The input »
******************************

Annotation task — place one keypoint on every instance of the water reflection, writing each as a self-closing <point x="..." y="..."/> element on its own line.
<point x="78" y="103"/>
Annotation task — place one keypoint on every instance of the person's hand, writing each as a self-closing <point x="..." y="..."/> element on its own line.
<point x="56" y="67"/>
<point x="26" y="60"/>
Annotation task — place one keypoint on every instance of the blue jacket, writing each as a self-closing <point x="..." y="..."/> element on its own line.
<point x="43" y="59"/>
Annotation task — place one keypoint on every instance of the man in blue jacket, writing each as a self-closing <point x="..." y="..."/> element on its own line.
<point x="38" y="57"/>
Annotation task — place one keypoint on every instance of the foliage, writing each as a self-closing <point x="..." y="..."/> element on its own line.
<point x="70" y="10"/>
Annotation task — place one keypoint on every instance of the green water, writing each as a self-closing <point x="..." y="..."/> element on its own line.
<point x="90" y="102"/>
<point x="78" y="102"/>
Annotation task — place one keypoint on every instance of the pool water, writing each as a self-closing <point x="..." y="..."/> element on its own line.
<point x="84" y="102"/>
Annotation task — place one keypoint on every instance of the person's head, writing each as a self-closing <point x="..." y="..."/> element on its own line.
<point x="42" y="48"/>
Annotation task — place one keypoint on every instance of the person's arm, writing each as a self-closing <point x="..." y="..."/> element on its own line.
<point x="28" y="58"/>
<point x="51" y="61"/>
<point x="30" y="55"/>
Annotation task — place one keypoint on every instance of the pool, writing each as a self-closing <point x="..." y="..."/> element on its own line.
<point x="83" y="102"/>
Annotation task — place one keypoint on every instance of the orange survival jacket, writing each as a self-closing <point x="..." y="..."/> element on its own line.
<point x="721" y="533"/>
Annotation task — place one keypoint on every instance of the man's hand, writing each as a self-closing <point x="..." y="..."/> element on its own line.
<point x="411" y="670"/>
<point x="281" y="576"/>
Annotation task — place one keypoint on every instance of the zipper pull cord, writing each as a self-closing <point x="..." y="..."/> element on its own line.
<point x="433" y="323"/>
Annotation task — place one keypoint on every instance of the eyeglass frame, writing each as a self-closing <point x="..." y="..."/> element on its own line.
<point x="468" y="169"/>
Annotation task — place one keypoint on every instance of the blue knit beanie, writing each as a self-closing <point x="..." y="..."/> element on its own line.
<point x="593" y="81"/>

******************************

Your response must consist of all the records, retyped exactly.

Answer space »
Annotation task — place one keypoint on every instance of the water reflection, writing each as a self-closing <point x="..." y="..."/> element on its own line.
<point x="78" y="103"/>
Annotation task — place one keypoint on every instance of the person's hand, writing each as a self-closing <point x="..." y="..."/> element on its own line.
<point x="56" y="67"/>
<point x="26" y="60"/>
Annotation task — place one keypoint on every instance of the blue jacket, writing each as a self-closing <point x="..." y="..."/> element on its own line.
<point x="43" y="59"/>
Annotation task — place one keypoint on every instance of the man in blue jacket, writing each as a self-closing <point x="..." y="..."/> element on its own line.
<point x="38" y="57"/>
Annotation task — place one keypoint on every instance of the foliage, writing each as a self-closing <point x="..." y="..."/> element on its own line.
<point x="70" y="10"/>
Annotation task — place one keypoint on every instance of the green water, writing each as a self-closing <point x="..." y="..."/> element on its own line.
<point x="90" y="102"/>
<point x="78" y="102"/>
Annotation task — place one keypoint on every instance of the pool water, writing each as a self-closing <point x="..." y="..."/> element on its own line.
<point x="84" y="102"/>
Annotation task — place one keypoint on every instance of the person's head, writing each as a self-closing <point x="..." y="..."/> element on its own line.
<point x="42" y="48"/>
Annotation task — place one keypoint on every instance of the person's arm, writing each as a self-closing <point x="..." y="..."/> element on its own line.
<point x="28" y="58"/>
<point x="51" y="61"/>
<point x="30" y="55"/>
Annotation task — place one keypoint on every instance of the pool, writing each as a self-closing <point x="..." y="..."/> element on its own line.
<point x="83" y="102"/>
Annotation task — place one keypoint on every instance of the orange survival jacket, writing each as a self-closing <point x="..." y="..."/> element on its own line.
<point x="721" y="533"/>
Annotation task — place one keypoint on every instance of the man's hand, writing each as a self-closing <point x="..." y="..."/> element on its own line.
<point x="411" y="670"/>
<point x="281" y="576"/>
Annotation task — place one keypoint on every instance of the zipper pull cord, writing each as a self-closing <point x="..." y="..."/> element on its own line.
<point x="433" y="323"/>
Annotation task — place one keypoint on every instance of the eyeglass frame, writing each as a self-closing <point x="..." y="..."/> element on its own line.
<point x="468" y="169"/>
Annotation task — place one keypoint on every instance of the blue knit beanie, writing each as a self-closing <point x="..." y="..."/> element on its own line.
<point x="593" y="81"/>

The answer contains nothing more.